[Written request]:
Everything from the line that contains "For each instance of the metal" through the last line of the listing must be copied exactly, with both of those lines included and no others.

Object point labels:
__________________________________________________

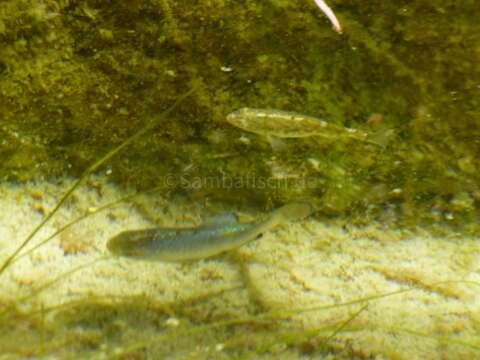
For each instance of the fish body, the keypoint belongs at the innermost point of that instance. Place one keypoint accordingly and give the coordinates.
(183, 244)
(288, 125)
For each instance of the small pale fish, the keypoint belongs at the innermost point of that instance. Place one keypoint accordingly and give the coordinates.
(288, 125)
(218, 235)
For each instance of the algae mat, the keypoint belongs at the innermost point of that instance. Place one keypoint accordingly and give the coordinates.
(272, 298)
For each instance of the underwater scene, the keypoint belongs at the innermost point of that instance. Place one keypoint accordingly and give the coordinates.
(221, 179)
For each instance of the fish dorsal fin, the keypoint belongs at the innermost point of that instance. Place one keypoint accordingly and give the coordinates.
(222, 219)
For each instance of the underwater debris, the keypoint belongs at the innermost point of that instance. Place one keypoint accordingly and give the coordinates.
(272, 123)
(330, 15)
(180, 244)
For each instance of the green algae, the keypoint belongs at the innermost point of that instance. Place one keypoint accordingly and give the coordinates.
(79, 78)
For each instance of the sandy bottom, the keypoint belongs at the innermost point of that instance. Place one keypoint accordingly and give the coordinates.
(318, 284)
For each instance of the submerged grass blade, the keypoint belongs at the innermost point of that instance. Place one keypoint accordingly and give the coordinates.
(149, 126)
(82, 217)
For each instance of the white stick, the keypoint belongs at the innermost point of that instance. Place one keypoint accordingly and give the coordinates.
(330, 14)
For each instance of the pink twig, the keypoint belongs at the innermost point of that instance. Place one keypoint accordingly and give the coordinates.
(330, 14)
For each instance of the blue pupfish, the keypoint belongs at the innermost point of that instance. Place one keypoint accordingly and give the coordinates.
(211, 238)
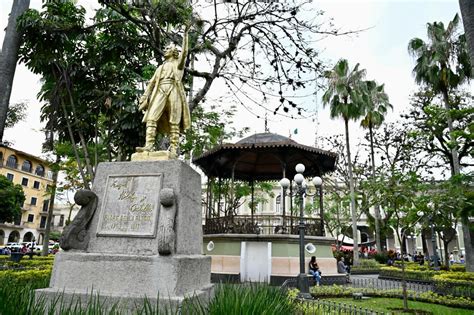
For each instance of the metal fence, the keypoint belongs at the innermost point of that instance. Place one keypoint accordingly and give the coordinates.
(329, 307)
(261, 224)
(381, 284)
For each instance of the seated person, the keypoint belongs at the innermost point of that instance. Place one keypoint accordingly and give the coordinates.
(314, 270)
(343, 268)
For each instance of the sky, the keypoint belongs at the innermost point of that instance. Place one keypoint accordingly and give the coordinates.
(381, 49)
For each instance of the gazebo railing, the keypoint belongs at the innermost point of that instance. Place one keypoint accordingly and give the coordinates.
(261, 224)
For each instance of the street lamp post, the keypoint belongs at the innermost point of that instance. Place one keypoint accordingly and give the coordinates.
(318, 182)
(284, 183)
(433, 242)
(302, 280)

__________________________________________________

[Final result]:
For each instance of the metal fence, the keypoint belongs at the innermost point of that instance. Place one keypoint accordingly and give the coordinates.
(329, 307)
(261, 224)
(381, 284)
For each instance of the seated person, the keypoint belongs at the innermost point of that instance. Place one keypoint accordingly and give the coordinates.
(314, 270)
(343, 268)
For each instance of the sky, the keypoint belongs at the innermost point of that instance. Place one keypoint accordingly and give the coordinates.
(381, 49)
For each instance of the gazebo railing, the keypoint belongs at the innermost point of that instance. Place one keypoint accordingly and give the coordinates.
(261, 224)
For each instance of the street lamp post, the keypoint belongs at the innermost point of that instance. Place one keypoint accordingly and give the coordinates.
(318, 182)
(284, 183)
(433, 242)
(302, 280)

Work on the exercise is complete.